Judge: Michelle Williams Court, Case: 22STCV06898, Date: 2022-10-25 Tentative Ruling

Case Number: 22STCV06898    Hearing Date: October 25, 2022    Dept: 74

22STCV06898           SASTA VERMA vs RAYTHEON TECHNOLOGIES CORPORATION

Defendants Raytheon Technologies and ARINC Incorporated dba Collins Aerospace’s Motion to Compel Arbitration and Stay Proceedings

TENTATIVE RULING:  Defendants Raytheon Technologies and ARINC Incorporated dba Collins Aerospace’s Motion to Compel Arbitration and Stay Proceedings is GRANTED. Plaintiff’s claims against Defendants Raytheon Technologies and ARINC Incorporated dba Collins Aerospace, are ordered to arbitration.  A Status Conference re Initiation of Arbitration and OSC re Entry of Default against Augusto De Macedo Santos is scheduled for November 30, 2022 at 8:30 a.m.

** WRITTEN PROBLEM 1 **
List every person or company named in the tentative ruling, other than the judge.
** WRITTEN PROBLEM 2 **
Rewrite the paragraph of the tentative ruling that begins "TENTATIVE RULING:" as a short list that keeps its main facts.

** EXTRACTED INFORMATION **

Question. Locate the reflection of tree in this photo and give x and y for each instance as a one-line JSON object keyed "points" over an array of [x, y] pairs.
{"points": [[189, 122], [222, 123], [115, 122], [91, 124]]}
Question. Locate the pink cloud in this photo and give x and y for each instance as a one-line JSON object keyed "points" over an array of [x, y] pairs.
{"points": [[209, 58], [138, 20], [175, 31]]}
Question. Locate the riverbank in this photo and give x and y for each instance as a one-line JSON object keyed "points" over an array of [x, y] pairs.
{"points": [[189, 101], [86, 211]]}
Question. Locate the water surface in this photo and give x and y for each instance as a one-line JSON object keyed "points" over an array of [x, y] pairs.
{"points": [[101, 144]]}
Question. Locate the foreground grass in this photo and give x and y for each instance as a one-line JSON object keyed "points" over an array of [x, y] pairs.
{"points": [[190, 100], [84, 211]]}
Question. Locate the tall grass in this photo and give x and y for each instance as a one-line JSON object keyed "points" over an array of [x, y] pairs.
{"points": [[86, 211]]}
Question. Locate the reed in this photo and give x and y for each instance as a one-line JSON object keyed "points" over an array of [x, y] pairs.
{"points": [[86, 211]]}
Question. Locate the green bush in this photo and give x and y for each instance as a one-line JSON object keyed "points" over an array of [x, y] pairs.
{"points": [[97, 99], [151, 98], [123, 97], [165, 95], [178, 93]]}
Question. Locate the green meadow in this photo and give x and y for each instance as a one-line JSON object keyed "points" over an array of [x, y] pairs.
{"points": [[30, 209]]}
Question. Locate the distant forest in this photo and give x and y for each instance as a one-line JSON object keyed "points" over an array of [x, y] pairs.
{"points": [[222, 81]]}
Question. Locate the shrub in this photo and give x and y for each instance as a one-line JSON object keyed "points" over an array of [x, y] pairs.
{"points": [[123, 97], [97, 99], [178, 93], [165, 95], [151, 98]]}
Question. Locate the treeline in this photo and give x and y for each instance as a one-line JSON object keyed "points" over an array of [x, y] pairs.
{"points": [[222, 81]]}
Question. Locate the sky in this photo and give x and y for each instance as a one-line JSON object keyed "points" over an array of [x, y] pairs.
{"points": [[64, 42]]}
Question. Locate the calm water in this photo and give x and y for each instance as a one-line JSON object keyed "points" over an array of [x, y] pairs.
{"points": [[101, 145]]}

** CORRECT OUTPUT 1 **
- Sasta Verma
- Raytheon Technologies Corporation (also called Raytheon Technologies)
- ARINC Incorporated dba Collins Aerospace
- Augusto De Macedo Santos

** CORRECT OUTPUT 2 **
- The motion by Raytheon Technologies and ARINC Incorporated dba Collins Aerospace to compel arbitration and stay proceedings is granted.
- The plaintiff's claims against those two defendants go to arbitration.
- A Status Conference re Initiation of Arbitration and an OSC re Entry of Default against Augusto De Macedo Santos are set for November 30, 2022, at 8:30 a.m.